__Text extract__.
···

Descriptions, Reviews, Etc.
Publisher Description:

A startling and revelatory examination of Nabokov's life and works-notably Pale Fire and Lolita-bringing new insight into one of the twentieth century's most enigmatic authors.

Novelist Vladimir Nabokov witnessed the horrors of his century, escaping Revolutionary Russia then Germany under Hitler, and fleeing France with his Jewish wife and son just weeks before Paris fell to the Nazis. He repeatedly faced accusations of turning a blind eye to human suffering to write artful tales of depravity. But does one of the greatest writers in the English language really deserve the label of amoral aesthete bestowed on him by so many critics?

···

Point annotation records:
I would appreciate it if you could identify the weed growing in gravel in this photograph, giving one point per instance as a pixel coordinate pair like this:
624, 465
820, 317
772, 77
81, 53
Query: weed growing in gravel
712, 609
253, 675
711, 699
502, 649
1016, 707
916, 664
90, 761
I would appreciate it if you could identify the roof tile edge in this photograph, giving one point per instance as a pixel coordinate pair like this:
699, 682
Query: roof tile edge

···

__Direction__.
Can you transcribe the Nabokov book description word for word, starting at "Descriptions, Reviews, Etc." and ending at "so many critics?"?

__Reply to the task__.
Descriptions, Reviews, Etc.
Publisher Description:

A startling and revelatory examination of Nabokov's life and works-notably Pale Fire and Lolita-bringing new insight into one of the twentieth century's most enigmatic authors.

Novelist Vladimir Nabokov witnessed the horrors of his century, escaping Revolutionary Russia then Germany under Hitler, and fleeing France with his Jewish wife and son just weeks before Paris fell to the Nazis. He repeatedly faced accusations of turning a blind eye to human suffering to write artful tales of depravity. But does one of the greatest writers in the English language really deserve the label of amoral aesthete bestowed on him by so many critics?